[Task description]
For the data below, give the number of lines containing "instance" and nothing more.
※ ※ ※
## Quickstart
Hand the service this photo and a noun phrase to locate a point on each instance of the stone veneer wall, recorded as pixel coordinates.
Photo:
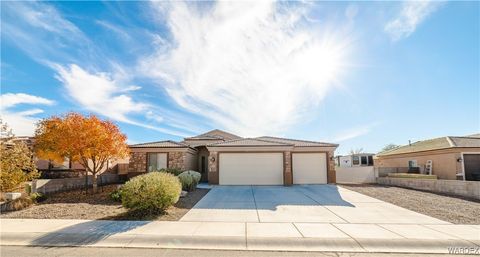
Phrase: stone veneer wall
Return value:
(331, 174)
(137, 162)
(456, 187)
(176, 160)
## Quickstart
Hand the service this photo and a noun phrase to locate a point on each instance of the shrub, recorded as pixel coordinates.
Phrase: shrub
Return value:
※ ※ ※
[Response to the exercise]
2